### [TASK]
Each line of the data below that holds the word "sweater" is to be reported in full.

### PROVIDED RECORDS ###

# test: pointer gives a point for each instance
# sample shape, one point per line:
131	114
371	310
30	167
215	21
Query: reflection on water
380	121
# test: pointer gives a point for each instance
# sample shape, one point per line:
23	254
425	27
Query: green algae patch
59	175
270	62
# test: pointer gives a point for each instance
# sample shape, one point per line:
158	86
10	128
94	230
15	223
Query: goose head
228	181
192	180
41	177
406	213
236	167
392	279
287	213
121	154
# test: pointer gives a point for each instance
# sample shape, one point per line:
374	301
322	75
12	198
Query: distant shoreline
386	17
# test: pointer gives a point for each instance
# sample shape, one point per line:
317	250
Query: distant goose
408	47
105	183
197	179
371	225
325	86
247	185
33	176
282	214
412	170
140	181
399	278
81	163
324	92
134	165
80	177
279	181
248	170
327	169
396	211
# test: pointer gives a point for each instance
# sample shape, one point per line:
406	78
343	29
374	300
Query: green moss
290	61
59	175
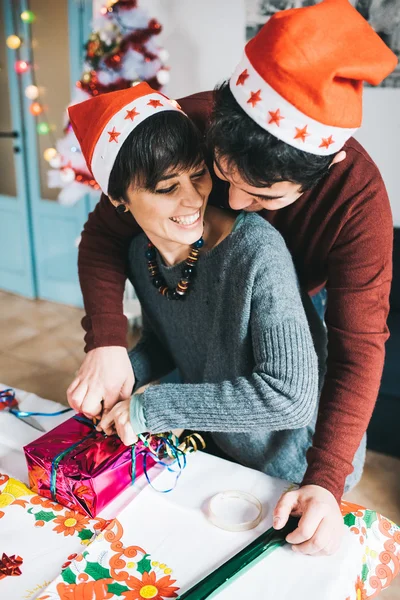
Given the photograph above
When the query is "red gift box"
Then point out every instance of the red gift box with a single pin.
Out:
(81, 468)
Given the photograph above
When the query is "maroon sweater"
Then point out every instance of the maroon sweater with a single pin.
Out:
(340, 235)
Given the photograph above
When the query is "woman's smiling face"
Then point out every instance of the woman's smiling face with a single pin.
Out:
(174, 211)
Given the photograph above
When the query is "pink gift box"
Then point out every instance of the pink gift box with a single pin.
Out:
(80, 467)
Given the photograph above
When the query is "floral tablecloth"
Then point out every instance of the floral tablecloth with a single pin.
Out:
(154, 545)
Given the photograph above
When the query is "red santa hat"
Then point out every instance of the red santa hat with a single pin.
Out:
(301, 76)
(103, 123)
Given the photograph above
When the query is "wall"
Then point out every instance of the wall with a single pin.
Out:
(205, 39)
(380, 135)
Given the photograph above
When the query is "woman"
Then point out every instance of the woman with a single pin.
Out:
(219, 293)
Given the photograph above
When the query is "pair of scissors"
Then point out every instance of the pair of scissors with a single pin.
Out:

###

### [EXERCISE ANSWER]
When the query is "maroon sweater"
Then point out every instance of the maroon sweater with a single pin.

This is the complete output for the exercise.